:: Your goal ::
Pull out every line in the rows below that contains the word "brown". Case counts.

---------- Stored records ----------

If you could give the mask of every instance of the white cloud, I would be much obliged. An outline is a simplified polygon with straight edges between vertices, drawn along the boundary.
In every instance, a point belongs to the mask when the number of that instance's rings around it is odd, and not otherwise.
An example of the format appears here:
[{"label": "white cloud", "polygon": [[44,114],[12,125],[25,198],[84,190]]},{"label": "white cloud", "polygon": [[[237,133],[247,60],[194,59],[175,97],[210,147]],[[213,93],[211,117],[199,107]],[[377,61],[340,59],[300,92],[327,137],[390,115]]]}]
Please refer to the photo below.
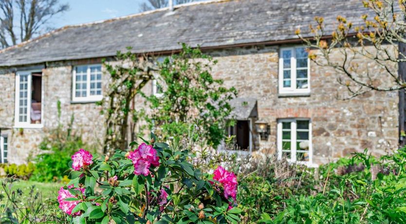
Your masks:
[{"label": "white cloud", "polygon": [[105,9],[102,10],[102,12],[108,14],[110,17],[117,17],[117,13],[118,12],[118,11],[106,8]]}]

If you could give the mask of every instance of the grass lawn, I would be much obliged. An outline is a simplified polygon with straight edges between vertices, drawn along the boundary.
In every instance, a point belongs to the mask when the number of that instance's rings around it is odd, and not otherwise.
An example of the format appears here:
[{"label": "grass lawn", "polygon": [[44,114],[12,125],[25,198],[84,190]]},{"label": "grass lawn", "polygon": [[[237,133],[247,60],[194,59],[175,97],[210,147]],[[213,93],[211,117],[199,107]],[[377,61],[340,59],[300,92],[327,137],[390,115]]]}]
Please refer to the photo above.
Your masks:
[{"label": "grass lawn", "polygon": [[38,191],[40,192],[42,195],[42,199],[45,200],[48,199],[56,199],[58,195],[58,190],[61,186],[64,185],[58,183],[40,183],[36,181],[19,180],[13,182],[11,185],[12,190],[16,190],[19,188],[24,192],[24,195],[28,195],[30,193],[30,187],[35,185],[34,193],[36,194]]}]

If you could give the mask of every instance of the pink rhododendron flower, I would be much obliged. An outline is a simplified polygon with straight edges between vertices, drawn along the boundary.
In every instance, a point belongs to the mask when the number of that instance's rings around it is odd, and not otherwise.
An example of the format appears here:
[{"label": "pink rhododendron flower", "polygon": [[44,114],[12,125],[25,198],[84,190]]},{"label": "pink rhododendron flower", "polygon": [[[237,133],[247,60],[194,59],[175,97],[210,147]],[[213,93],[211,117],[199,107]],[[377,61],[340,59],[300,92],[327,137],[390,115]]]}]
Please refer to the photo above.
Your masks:
[{"label": "pink rhododendron flower", "polygon": [[134,165],[134,173],[148,176],[149,167],[159,166],[159,158],[156,154],[156,150],[152,146],[143,143],[138,148],[129,153],[128,158],[132,161]]},{"label": "pink rhododendron flower", "polygon": [[93,163],[92,159],[93,156],[90,152],[80,149],[79,151],[75,152],[72,156],[72,168],[75,170],[79,170],[80,168],[86,166],[89,166]]},{"label": "pink rhododendron flower", "polygon": [[[68,187],[68,188],[71,188],[73,187],[74,186],[71,185]],[[85,189],[82,188],[76,188],[75,190],[80,190],[83,194],[85,192]],[[78,204],[80,201],[65,201],[65,199],[68,198],[76,198],[76,197],[69,192],[67,189],[63,189],[63,187],[61,187],[59,190],[58,191],[58,202],[59,203],[59,208],[62,211],[66,212],[68,215],[80,215],[80,211],[72,213],[72,210],[76,205]]]},{"label": "pink rhododendron flower", "polygon": [[133,164],[134,173],[136,175],[148,176],[149,174],[149,167],[151,166],[151,164],[149,162],[144,159],[139,159]]},{"label": "pink rhododendron flower", "polygon": [[[228,199],[231,197],[234,201],[237,197],[237,187],[238,183],[237,177],[234,173],[229,172],[221,166],[219,166],[214,170],[213,180],[220,182],[224,188],[224,196]],[[230,205],[230,206],[231,205]],[[229,207],[230,209],[230,207]]]},{"label": "pink rhododendron flower", "polygon": [[163,187],[161,188],[160,192],[161,194],[159,195],[159,199],[158,200],[159,202],[158,204],[160,205],[163,205],[168,202],[168,193],[166,193],[166,191],[165,189],[164,189]]}]

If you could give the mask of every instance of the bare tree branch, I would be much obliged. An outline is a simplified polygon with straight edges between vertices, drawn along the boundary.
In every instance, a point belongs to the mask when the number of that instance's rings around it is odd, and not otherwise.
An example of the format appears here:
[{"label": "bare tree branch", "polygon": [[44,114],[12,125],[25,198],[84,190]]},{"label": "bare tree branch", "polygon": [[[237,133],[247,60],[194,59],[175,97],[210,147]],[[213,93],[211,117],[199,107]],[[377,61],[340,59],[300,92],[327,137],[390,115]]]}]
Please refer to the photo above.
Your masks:
[{"label": "bare tree branch", "polygon": [[[34,36],[40,34],[43,32],[42,30],[43,26],[50,19],[55,15],[67,11],[69,8],[69,4],[59,4],[59,0],[0,1],[1,48],[28,40]],[[17,12],[14,12],[15,10]],[[19,16],[19,27],[14,23],[15,15]]]}]

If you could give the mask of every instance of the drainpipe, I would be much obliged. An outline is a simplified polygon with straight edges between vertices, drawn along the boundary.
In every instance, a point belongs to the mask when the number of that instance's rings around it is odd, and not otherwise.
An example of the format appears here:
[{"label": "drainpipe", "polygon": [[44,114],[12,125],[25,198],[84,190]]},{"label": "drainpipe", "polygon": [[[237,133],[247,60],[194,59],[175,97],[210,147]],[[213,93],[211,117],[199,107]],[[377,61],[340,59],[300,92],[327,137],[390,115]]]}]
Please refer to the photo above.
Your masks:
[{"label": "drainpipe", "polygon": [[169,0],[168,4],[169,11],[173,11],[173,0]]}]

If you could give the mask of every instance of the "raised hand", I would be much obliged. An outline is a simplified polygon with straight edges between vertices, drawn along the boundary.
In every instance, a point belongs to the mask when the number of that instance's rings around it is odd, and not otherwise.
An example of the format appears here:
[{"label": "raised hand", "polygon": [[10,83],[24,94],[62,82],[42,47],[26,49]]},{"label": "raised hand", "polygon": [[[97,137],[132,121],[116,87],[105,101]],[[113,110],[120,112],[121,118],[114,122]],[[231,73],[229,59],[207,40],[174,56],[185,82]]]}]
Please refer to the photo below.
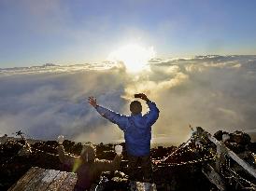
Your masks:
[{"label": "raised hand", "polygon": [[96,98],[91,96],[88,98],[88,102],[92,106],[92,107],[96,107],[97,106],[97,100]]},{"label": "raised hand", "polygon": [[149,101],[149,98],[144,94],[144,93],[137,93],[137,94],[135,94],[135,98],[140,98],[146,102]]}]

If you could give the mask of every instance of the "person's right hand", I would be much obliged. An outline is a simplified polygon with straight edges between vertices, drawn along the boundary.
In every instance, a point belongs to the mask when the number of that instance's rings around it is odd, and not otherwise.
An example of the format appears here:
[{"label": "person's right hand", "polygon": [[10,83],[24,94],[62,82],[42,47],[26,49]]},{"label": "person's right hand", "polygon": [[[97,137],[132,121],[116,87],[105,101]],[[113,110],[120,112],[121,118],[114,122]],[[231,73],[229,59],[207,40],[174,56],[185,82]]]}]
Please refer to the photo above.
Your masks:
[{"label": "person's right hand", "polygon": [[97,100],[92,96],[88,98],[88,102],[93,107],[97,106]]},{"label": "person's right hand", "polygon": [[138,93],[136,94],[138,98],[148,102],[149,101],[149,98],[144,94],[144,93]]}]

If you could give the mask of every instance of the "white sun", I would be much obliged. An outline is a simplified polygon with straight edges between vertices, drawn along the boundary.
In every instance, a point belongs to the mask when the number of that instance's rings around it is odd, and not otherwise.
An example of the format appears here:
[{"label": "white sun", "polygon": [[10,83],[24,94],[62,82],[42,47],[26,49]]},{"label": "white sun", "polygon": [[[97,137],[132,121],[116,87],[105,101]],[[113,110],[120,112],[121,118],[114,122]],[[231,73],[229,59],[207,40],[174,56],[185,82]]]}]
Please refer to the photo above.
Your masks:
[{"label": "white sun", "polygon": [[107,60],[122,61],[128,72],[137,73],[145,69],[148,61],[155,55],[153,47],[144,48],[136,44],[130,44],[112,51]]}]

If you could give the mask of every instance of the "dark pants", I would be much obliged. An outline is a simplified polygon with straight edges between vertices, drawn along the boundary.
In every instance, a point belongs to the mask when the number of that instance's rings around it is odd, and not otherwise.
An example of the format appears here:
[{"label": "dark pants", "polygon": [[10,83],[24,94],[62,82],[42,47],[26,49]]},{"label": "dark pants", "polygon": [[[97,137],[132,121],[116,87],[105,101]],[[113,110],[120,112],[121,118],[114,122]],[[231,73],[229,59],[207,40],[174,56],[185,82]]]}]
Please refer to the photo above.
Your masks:
[{"label": "dark pants", "polygon": [[143,181],[150,183],[152,181],[152,166],[150,156],[135,157],[128,155],[128,175],[130,180],[137,180],[136,175],[138,172],[138,167],[141,165]]}]

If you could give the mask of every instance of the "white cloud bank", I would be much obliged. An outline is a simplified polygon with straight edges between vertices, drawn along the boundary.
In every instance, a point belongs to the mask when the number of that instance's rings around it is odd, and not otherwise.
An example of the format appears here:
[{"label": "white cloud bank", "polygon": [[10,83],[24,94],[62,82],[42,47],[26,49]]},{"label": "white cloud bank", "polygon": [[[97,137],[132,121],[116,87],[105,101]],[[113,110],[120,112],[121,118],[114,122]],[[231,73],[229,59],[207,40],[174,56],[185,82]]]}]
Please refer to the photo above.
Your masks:
[{"label": "white cloud bank", "polygon": [[21,130],[36,139],[64,134],[75,141],[119,140],[121,131],[90,107],[87,97],[129,115],[136,92],[147,93],[160,108],[156,141],[163,134],[170,143],[186,141],[189,124],[210,132],[255,129],[256,56],[155,59],[150,71],[136,76],[111,66],[0,69],[0,133]]}]

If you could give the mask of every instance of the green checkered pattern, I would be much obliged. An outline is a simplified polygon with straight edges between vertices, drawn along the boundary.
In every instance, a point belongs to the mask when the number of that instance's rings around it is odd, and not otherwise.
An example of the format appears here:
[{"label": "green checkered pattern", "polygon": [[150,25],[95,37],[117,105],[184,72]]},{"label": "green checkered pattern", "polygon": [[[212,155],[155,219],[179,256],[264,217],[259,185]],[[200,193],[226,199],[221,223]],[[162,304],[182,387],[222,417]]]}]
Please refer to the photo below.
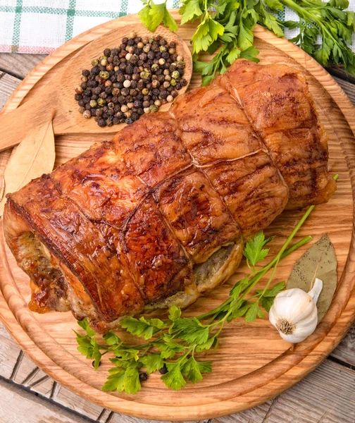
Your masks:
[{"label": "green checkered pattern", "polygon": [[[168,0],[178,8],[179,0]],[[140,0],[0,0],[0,51],[50,53],[94,26],[137,13]]]},{"label": "green checkered pattern", "polygon": [[[168,8],[179,4],[168,0]],[[142,7],[140,0],[0,0],[0,51],[50,53],[81,32]],[[355,11],[355,0],[349,9]],[[298,20],[287,8],[278,17]],[[287,38],[297,34],[297,29],[285,31]]]}]

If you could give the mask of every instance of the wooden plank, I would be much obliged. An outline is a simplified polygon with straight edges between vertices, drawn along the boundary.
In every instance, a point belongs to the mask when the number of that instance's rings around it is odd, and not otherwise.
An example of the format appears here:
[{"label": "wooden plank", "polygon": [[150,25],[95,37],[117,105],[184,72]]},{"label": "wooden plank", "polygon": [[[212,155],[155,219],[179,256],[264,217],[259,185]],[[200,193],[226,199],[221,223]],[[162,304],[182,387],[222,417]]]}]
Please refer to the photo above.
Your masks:
[{"label": "wooden plank", "polygon": [[[87,423],[79,416],[41,397],[31,395],[20,386],[0,379],[1,423]],[[5,417],[6,416],[6,417]]]},{"label": "wooden plank", "polygon": [[21,80],[0,72],[0,110],[3,108],[11,92],[21,82]]},{"label": "wooden plank", "polygon": [[353,366],[355,369],[355,325],[349,331],[347,336],[339,344],[331,356],[347,364]]},{"label": "wooden plank", "polygon": [[10,379],[20,351],[18,345],[0,322],[0,376]]},{"label": "wooden plank", "polygon": [[212,420],[212,423],[263,423],[273,400],[249,410]]},{"label": "wooden plank", "polygon": [[349,81],[349,82],[355,84],[355,76],[351,73],[345,72],[345,70],[341,68],[330,66],[329,68],[326,68],[326,70],[332,76],[336,76],[337,78],[341,78],[345,81]]},{"label": "wooden plank", "polygon": [[0,53],[0,70],[23,79],[46,56],[46,54]]},{"label": "wooden plank", "polygon": [[263,423],[354,423],[354,370],[327,360],[276,398]]},{"label": "wooden plank", "polygon": [[63,386],[61,387],[58,393],[53,399],[56,403],[61,404],[67,408],[73,410],[81,415],[90,417],[93,420],[96,420],[103,410],[102,407],[87,401]]}]

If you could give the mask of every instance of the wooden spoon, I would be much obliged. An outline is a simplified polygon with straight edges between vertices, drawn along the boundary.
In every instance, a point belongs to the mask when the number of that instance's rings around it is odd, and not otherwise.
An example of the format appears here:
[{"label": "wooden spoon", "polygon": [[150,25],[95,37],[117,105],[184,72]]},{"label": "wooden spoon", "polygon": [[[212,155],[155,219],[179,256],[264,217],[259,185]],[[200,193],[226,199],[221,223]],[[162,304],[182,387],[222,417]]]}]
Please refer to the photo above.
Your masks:
[{"label": "wooden spoon", "polygon": [[[53,108],[56,112],[53,127],[56,135],[70,133],[115,133],[125,126],[125,123],[110,128],[100,128],[94,118],[86,119],[77,111],[79,106],[74,99],[75,87],[81,83],[82,70],[90,69],[92,60],[99,58],[106,48],[113,48],[121,44],[123,37],[135,32],[138,37],[152,37],[154,35],[139,24],[118,27],[87,44],[77,53],[58,73],[33,97],[25,101],[15,110],[0,117],[0,151],[19,144],[32,130],[50,119]],[[176,44],[176,52],[184,58],[184,78],[187,85],[179,90],[185,92],[192,74],[192,58],[188,47],[175,32],[159,26],[154,35],[161,35],[168,42]],[[168,110],[171,104],[162,106],[159,110]]]}]

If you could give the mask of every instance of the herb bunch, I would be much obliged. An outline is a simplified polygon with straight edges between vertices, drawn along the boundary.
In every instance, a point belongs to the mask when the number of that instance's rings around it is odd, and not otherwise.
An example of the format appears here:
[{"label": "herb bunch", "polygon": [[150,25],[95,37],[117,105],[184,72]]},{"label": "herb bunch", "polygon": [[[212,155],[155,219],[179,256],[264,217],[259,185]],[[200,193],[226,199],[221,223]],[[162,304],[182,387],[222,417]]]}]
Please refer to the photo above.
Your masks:
[{"label": "herb bunch", "polygon": [[[151,31],[161,23],[170,30],[178,25],[165,3],[142,0],[139,13],[141,22]],[[349,48],[355,31],[355,13],[345,11],[348,0],[182,0],[179,13],[181,24],[199,21],[191,39],[194,69],[202,75],[206,85],[218,73],[223,73],[236,59],[259,61],[254,47],[253,28],[259,23],[284,37],[283,28],[299,27],[299,35],[290,41],[297,44],[320,64],[342,65],[355,75],[355,56]],[[287,6],[299,17],[298,22],[282,21],[275,13]],[[320,37],[322,44],[318,44]],[[200,61],[199,53],[217,53],[210,62]]]},{"label": "herb bunch", "polygon": [[[106,345],[98,343],[96,333],[88,322],[79,321],[85,334],[75,332],[77,350],[87,358],[94,360],[95,369],[104,355],[113,354],[113,357],[109,359],[113,367],[108,370],[110,375],[102,389],[135,393],[141,388],[139,371],[142,369],[149,374],[166,367],[168,372],[161,379],[166,386],[177,391],[185,386],[187,381],[194,384],[203,379],[204,374],[211,372],[212,362],[199,360],[199,353],[217,348],[221,331],[234,319],[242,317],[246,322],[251,322],[263,317],[263,309],[270,309],[276,295],[285,288],[285,282],[269,288],[278,264],[280,259],[311,239],[310,236],[304,238],[288,247],[313,207],[309,207],[275,257],[259,269],[256,265],[268,257],[269,249],[266,247],[273,238],[266,238],[261,232],[250,240],[243,252],[249,273],[235,284],[223,303],[204,314],[182,317],[181,310],[174,305],[166,320],[143,316],[139,319],[123,318],[120,322],[122,329],[147,341],[139,345],[127,345],[112,331],[104,336]],[[264,289],[251,293],[269,271],[270,276]]]}]

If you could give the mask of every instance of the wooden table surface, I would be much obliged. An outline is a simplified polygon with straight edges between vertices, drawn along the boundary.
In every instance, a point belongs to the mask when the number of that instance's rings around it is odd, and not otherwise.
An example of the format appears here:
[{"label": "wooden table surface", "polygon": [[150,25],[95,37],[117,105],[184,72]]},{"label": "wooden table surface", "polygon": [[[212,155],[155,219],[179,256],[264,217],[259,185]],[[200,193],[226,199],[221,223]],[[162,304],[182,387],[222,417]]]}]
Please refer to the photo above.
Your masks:
[{"label": "wooden table surface", "polygon": [[[0,109],[44,55],[0,54]],[[330,69],[355,104],[355,78]],[[1,294],[0,294],[1,295]],[[147,423],[82,399],[37,367],[0,322],[0,423]],[[355,325],[306,379],[274,400],[208,423],[355,423]]]}]

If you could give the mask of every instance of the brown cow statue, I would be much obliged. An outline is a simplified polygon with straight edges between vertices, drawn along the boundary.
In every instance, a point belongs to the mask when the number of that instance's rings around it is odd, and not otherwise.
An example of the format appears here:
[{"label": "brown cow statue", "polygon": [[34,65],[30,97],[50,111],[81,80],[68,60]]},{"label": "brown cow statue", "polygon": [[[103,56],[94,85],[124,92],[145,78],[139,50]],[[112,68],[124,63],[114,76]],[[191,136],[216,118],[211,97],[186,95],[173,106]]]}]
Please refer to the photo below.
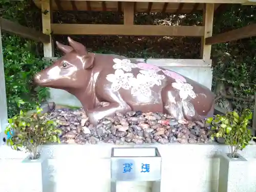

----------

:: Solution to the problem ::
If you could give the mask of every instance of the brown cow statue, I would be much obliged. An outline is a simplified polygon with straight edges between vertices, drawn along the boundary.
[{"label": "brown cow statue", "polygon": [[34,65],[30,97],[50,111],[81,80],[68,60]]},{"label": "brown cow statue", "polygon": [[[103,56],[94,85],[124,92],[145,78],[139,50]],[[112,68],[124,63],[114,76]],[[191,136],[216,118],[211,97],[186,95],[173,106]]]}]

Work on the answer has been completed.